> **Listed records**:
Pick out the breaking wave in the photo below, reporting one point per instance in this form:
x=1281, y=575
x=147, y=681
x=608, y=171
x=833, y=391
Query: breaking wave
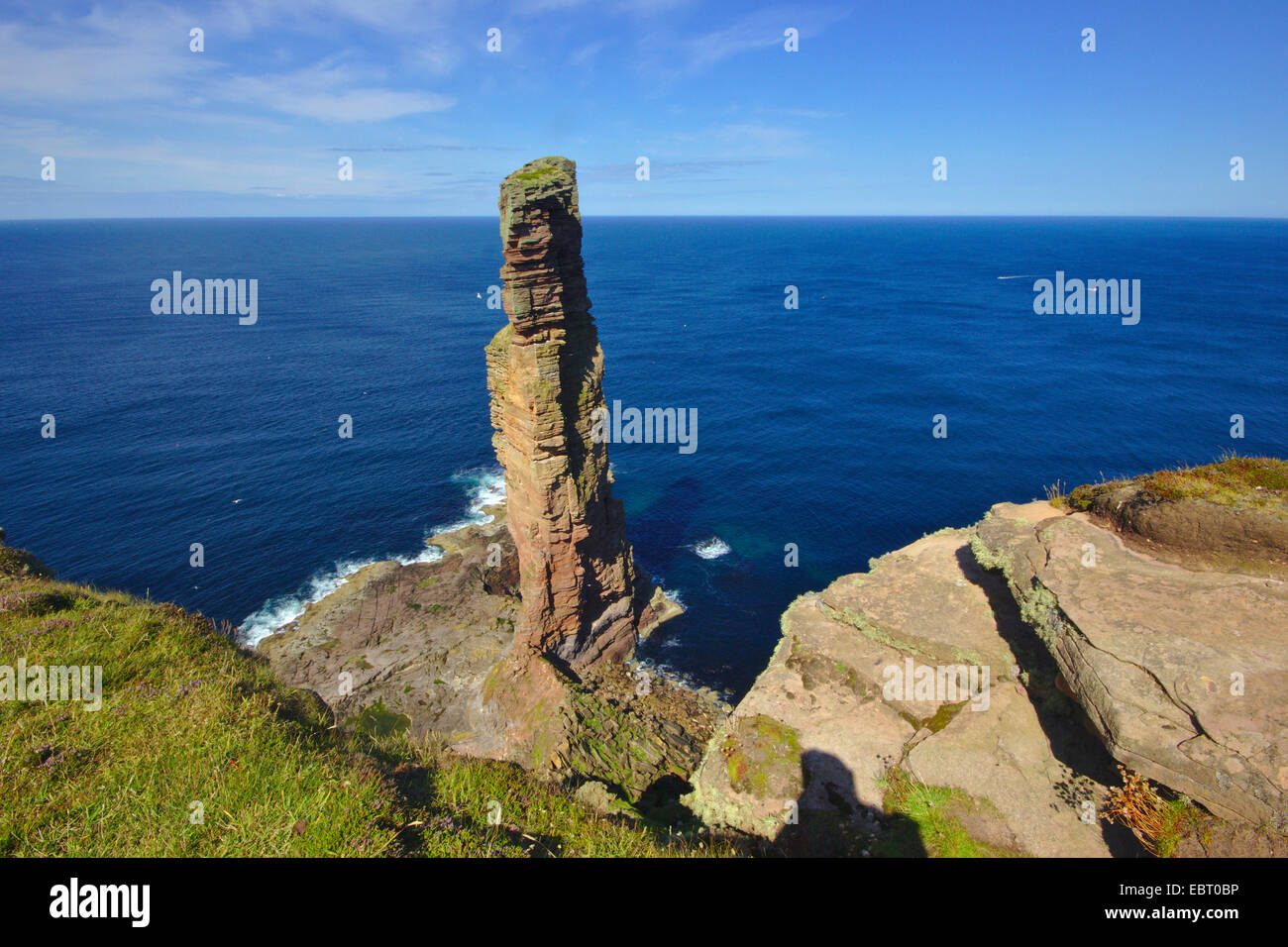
x=483, y=487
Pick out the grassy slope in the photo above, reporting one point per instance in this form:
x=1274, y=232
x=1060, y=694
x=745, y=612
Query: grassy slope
x=1236, y=482
x=188, y=718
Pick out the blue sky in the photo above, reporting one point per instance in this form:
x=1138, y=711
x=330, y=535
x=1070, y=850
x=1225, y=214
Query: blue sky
x=732, y=123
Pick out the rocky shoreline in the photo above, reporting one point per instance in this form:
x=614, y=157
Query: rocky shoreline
x=1094, y=656
x=982, y=690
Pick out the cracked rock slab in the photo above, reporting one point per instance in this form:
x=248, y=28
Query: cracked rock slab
x=1183, y=674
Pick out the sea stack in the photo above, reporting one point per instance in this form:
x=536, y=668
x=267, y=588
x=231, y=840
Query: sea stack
x=583, y=596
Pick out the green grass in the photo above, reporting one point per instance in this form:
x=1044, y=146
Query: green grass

> **What you will do**: Rewrite all of the entries above, changing every "Pick out" to "Locate" and keeping everything else unchanged. Leave the pictures out of the rewritten version.

> **Result of this exercise**:
Locate the breaking wave in the photo below, reporting one point per instance in this form:
x=1281, y=575
x=147, y=681
x=608, y=171
x=833, y=391
Query: breaking wave
x=483, y=487
Locate the grassy slope in the photo above, reporting one point per instance in this form:
x=1274, y=232
x=1060, y=694
x=745, y=612
Query: grassy slope
x=1236, y=482
x=188, y=718
Locate the blue sky in the photo above, reporting one point per instance in this form:
x=1138, y=711
x=330, y=535
x=1070, y=850
x=1225, y=214
Query: blue sky
x=732, y=123
Locate the rocky shoreline in the photo above, reporting one point per instance in this form:
x=614, y=157
Query: rocky shoreline
x=1094, y=656
x=982, y=690
Locate the cracked rock slab in the photo above, reporting one point per instance in this form:
x=248, y=28
Query: cracked rock slab
x=1183, y=674
Locate the sea stack in the photo above, reporting one point per instance in this form:
x=536, y=668
x=267, y=588
x=231, y=840
Query: sea stack
x=583, y=596
Locate the green grass in the photo above, reporting one point per instance in this form:
x=1044, y=146
Query: green grass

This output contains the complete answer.